# Dataset excerpts

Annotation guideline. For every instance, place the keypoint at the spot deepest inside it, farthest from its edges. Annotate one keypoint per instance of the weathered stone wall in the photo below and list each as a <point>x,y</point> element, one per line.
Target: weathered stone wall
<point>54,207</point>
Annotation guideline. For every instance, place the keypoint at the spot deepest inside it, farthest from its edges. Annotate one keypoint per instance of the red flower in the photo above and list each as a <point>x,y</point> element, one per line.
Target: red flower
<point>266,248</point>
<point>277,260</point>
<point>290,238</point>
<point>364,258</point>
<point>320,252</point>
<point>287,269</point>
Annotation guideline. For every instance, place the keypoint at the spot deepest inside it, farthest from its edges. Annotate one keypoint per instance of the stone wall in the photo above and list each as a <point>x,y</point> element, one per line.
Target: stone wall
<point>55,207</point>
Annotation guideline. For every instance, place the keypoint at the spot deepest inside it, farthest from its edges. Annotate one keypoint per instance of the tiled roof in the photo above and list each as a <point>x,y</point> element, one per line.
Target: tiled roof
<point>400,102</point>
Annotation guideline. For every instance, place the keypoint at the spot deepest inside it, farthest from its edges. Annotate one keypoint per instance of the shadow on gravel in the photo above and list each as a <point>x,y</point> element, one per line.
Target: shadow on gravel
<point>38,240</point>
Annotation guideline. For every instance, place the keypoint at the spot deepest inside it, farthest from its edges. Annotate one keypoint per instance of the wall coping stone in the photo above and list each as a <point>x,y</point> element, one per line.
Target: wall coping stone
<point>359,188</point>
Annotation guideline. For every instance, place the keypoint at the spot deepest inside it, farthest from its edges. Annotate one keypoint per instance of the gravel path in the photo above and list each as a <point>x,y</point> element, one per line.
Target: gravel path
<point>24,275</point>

# Aim of the task
Output every record above a second time, exactly.

# Response
Annotation guideline. For every instance, place the keypoint at the spot deepest inside it, farthest from its edges. Annotate one keypoint per instance of the weathered stone wall in the photo below and list each as a <point>x,y</point> element, one per line.
Target: weathered stone wall
<point>54,207</point>
Annotation guideline. For every instance, place the keypoint at the spot deepest inside it, farthest from its edges. Annotate one keypoint per instance of the red flower in the photo above and list each as a <point>x,y</point> element, one per line.
Target: red flower
<point>266,248</point>
<point>277,260</point>
<point>290,238</point>
<point>364,258</point>
<point>320,252</point>
<point>287,269</point>
Annotation guideline. For every instance, place the keypoint at the spot deepest inside it, farthest from its edges. Annotate one keypoint per instance of the stone wall in the photo above and list each as a <point>x,y</point> element, one per line.
Target: stone wall
<point>55,207</point>
Annotation guideline. For every instance, place the keypoint at the spot deepest inside it, farthest from its edges. Annotate one keypoint per instance of the tiled roof in the photo above and list each as a <point>x,y</point> element, one per line.
Target: tiled roof
<point>400,102</point>
Annotation guideline. For every instance, place the keypoint at the spot deepest inside it, farthest from its edges. Annotate one keypoint per instance of the shadow on gravel in the photo above and list each as a <point>x,y</point> element, one per line.
Target: shadow on gravel
<point>38,240</point>
Annotation guideline. For every instance, place the keypoint at the spot deepest inside it, farthest from its edges. Annotate one keypoint per instance of the wall coping stone in the photo above and list each as a <point>x,y</point> element, one per line.
Target: wall coping stone
<point>359,188</point>
Annotation guideline. For every instance, place the keypoint at the spot deepest inside it, farthest from its edges. Annotate one keypoint per instance of the gravel path in the photo above and list each as a <point>x,y</point> element, one per line.
Target: gravel path
<point>24,275</point>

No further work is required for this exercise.